▶ Stated problem a
In the visitor discussion, how can the problem with keeping multiple copies of tag variables in sync be avoided?

▶ Document passage
===
Cooperative Visitor uses class-static counters and tags.

The problem can be avoided by moving the tag generation to a separate dll and thus keeping the multiple copies of tag variables in sync.

Anand.

Random interesting links to other takes on the "Expression Problem" as it is A.K.A.:

http://www.google.com/search?hl=en&domains=http%3A%2F%2Flambda-the-ultimate.org&q=expression+problem

This thing is pretty cool once you get it working :-)

One thing though, how would you implement a visitor that supports falling back through the type hierarchy? So if BigCircle is visited, and there's no render() function for that type, then it'd automatically fallback to the render() for Circle.

That seems quite hard to do as you can't get the correct types from the tags.

Any insights welcome.

alexjc

1)There's an easy solution to the fall-back problem:

BigCircle could also be added to the typelist so that the slot for BigCircle be filled in the vtable:

Visits( *this, Seq< Shape, Circle, BigCircle >::Type(), RenderInvoker() );

The invokers would follow C++ conversion rules and choose render(Circle) for BigCircle as well.

This implies that the visitor class knows about BigCircle.
===
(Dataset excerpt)
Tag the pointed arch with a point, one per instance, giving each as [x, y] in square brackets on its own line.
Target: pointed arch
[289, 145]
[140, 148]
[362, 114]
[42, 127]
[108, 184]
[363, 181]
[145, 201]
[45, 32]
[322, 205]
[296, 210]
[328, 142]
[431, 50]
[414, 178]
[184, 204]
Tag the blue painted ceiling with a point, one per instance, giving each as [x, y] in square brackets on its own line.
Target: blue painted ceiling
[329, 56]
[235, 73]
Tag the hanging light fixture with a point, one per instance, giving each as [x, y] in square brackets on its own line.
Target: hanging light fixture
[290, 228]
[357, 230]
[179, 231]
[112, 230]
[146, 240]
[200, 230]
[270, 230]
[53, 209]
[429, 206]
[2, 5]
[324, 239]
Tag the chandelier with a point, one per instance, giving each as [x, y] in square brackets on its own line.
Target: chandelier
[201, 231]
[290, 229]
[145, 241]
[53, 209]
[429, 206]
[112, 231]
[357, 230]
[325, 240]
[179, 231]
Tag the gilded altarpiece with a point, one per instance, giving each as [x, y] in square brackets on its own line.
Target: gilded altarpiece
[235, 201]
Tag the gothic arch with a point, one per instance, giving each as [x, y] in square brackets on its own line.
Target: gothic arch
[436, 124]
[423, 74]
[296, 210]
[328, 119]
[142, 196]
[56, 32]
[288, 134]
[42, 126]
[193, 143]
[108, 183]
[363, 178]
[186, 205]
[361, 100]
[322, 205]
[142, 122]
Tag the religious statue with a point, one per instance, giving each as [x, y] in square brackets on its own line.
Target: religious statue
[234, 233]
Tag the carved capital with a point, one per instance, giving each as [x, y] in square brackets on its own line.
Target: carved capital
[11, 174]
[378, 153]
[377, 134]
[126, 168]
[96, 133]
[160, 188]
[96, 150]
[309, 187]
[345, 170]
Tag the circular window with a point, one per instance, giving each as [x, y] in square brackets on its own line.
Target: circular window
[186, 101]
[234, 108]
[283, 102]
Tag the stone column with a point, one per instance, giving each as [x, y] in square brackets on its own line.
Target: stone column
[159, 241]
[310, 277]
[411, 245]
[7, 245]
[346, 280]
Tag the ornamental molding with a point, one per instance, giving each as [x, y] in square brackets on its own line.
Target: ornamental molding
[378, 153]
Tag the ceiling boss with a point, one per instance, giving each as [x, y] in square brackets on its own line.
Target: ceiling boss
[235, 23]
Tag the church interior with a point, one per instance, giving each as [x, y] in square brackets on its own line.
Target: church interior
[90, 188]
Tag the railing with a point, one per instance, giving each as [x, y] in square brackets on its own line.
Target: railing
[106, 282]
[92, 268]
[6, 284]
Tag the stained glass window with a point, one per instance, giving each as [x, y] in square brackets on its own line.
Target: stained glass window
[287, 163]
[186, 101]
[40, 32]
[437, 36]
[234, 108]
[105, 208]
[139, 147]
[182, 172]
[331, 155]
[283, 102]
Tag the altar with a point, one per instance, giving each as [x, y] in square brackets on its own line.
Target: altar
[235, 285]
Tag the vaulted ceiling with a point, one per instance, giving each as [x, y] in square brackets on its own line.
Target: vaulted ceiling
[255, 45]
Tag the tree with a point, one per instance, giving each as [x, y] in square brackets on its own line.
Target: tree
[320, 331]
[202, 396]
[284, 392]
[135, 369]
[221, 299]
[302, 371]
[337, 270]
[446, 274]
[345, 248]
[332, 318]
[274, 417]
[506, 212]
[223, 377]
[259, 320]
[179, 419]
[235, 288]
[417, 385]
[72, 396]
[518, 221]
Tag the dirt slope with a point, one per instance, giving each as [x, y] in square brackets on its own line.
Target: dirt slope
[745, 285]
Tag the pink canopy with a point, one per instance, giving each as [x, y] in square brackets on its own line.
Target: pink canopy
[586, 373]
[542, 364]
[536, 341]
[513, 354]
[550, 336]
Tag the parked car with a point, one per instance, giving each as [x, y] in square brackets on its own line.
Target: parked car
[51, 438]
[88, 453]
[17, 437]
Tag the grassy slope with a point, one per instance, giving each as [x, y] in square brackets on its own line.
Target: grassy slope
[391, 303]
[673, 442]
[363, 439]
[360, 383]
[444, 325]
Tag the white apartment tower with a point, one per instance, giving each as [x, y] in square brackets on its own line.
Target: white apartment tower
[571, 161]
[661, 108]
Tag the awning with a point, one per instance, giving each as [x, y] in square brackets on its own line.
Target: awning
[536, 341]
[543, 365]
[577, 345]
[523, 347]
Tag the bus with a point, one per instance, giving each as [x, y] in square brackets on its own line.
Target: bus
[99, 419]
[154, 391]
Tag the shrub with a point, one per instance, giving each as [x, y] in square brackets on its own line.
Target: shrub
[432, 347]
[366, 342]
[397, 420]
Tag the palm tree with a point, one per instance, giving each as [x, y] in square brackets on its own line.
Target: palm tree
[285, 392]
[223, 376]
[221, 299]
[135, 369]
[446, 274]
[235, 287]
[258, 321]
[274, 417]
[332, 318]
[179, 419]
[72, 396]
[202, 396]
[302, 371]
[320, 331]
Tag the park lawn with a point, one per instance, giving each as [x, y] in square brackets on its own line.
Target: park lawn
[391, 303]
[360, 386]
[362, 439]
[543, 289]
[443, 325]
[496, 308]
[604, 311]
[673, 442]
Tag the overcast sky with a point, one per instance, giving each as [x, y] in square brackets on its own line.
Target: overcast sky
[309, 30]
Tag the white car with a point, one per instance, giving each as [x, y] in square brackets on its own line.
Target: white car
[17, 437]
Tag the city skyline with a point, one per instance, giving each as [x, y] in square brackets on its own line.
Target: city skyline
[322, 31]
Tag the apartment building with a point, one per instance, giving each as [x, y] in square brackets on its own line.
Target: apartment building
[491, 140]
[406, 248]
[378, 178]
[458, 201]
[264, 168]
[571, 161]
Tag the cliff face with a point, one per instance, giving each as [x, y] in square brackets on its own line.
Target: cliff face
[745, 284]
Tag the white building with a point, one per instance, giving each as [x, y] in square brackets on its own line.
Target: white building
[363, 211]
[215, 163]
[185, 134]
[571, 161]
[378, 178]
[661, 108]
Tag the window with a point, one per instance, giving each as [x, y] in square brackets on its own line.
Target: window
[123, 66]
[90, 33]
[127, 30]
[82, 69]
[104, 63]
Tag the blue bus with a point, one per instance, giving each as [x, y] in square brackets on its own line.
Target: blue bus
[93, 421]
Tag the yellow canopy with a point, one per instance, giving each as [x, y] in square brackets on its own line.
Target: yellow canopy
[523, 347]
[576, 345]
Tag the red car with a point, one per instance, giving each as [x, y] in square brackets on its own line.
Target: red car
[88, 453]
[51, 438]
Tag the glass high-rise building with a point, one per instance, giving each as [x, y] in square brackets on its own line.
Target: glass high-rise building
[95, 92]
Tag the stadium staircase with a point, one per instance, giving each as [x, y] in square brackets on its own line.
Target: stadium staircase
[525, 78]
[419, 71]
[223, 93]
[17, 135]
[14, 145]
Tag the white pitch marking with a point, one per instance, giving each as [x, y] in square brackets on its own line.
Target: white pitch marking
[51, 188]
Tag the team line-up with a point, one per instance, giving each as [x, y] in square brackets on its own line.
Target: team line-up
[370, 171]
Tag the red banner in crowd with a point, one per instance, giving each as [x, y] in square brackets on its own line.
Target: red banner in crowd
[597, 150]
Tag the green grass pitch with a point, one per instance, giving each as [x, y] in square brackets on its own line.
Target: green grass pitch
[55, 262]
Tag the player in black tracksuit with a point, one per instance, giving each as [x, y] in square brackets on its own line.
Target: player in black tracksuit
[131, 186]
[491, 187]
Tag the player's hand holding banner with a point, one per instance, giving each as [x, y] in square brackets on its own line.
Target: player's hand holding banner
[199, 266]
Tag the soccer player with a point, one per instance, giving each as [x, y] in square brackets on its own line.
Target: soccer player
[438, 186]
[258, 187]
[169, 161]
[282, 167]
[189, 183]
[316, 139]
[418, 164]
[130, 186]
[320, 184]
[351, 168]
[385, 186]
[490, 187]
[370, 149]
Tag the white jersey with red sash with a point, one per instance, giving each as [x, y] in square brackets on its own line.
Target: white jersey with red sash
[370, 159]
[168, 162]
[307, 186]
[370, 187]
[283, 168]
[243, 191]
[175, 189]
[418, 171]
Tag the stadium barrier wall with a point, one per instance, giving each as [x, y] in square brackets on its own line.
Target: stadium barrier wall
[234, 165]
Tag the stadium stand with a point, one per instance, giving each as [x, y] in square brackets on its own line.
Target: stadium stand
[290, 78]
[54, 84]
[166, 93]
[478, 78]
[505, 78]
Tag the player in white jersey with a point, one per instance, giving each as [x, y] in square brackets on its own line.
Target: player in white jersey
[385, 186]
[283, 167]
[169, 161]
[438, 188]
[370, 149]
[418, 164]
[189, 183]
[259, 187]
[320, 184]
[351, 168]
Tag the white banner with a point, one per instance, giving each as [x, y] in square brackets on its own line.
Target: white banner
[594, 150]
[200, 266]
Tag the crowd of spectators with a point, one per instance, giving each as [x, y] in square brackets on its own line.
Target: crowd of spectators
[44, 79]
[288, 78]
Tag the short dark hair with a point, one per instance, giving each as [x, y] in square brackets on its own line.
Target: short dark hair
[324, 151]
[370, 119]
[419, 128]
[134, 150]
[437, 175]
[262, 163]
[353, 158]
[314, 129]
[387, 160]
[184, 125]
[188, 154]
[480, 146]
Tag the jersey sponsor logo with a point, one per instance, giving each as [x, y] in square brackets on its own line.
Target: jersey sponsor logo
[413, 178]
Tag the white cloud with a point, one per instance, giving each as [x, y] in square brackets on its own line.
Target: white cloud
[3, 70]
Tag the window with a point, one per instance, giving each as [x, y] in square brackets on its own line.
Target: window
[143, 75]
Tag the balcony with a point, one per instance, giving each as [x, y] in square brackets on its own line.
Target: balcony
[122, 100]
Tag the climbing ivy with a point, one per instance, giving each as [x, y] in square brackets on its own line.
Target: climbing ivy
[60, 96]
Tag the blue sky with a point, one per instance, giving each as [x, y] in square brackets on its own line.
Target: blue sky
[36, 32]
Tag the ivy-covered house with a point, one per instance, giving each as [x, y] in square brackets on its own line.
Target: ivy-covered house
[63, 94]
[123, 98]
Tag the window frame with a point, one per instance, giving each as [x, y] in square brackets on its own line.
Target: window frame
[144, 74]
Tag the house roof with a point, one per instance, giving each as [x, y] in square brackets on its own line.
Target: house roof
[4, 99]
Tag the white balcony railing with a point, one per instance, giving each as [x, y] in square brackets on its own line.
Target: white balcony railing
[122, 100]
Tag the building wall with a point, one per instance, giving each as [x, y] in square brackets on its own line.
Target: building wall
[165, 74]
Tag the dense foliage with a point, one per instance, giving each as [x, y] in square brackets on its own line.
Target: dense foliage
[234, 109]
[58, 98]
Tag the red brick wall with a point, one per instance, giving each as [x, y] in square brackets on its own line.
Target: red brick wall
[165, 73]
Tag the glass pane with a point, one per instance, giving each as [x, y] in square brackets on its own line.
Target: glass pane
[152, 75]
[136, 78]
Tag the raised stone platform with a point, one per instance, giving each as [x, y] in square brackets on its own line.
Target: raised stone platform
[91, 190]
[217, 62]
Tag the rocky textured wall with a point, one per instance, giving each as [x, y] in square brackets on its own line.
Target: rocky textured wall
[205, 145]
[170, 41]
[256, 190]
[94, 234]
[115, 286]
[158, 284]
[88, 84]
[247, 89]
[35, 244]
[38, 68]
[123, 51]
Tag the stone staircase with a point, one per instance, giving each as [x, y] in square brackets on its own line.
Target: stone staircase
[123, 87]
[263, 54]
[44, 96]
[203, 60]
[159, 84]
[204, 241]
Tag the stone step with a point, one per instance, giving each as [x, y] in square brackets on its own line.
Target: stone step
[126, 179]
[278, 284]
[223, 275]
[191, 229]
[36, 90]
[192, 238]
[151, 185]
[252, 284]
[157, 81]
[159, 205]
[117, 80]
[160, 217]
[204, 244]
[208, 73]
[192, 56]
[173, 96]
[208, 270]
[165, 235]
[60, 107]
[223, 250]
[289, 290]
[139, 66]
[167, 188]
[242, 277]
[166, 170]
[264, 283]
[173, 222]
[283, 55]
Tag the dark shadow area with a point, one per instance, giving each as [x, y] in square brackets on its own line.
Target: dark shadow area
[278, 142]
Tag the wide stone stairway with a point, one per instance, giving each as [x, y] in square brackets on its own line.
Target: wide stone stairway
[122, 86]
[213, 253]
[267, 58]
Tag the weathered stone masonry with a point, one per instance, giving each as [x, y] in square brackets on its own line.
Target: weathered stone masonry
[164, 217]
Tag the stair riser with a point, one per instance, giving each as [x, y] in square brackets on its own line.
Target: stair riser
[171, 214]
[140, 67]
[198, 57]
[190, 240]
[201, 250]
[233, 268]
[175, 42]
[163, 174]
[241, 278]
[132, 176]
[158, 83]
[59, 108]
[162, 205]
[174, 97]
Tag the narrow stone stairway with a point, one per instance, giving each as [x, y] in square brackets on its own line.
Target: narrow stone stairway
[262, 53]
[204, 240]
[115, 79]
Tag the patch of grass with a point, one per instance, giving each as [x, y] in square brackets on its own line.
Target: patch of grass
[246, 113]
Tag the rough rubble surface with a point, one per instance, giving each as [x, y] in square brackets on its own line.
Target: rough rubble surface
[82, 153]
===
▶ Stated problem b
Shift the point coordinates in the listing by adding 44 to every x and y value. Write out again the stretch of the listing from the line containing "Tag the rough" through the end of the listing, requests included.

▶ Exercise result a
By moving the tag generation to a separate dll.

▶ Exercise result b
Tag the rough rubble surface with a point, one per instance, giving each as [x, y] in square brackets on its own line.
Target: rough rubble surface
[126, 197]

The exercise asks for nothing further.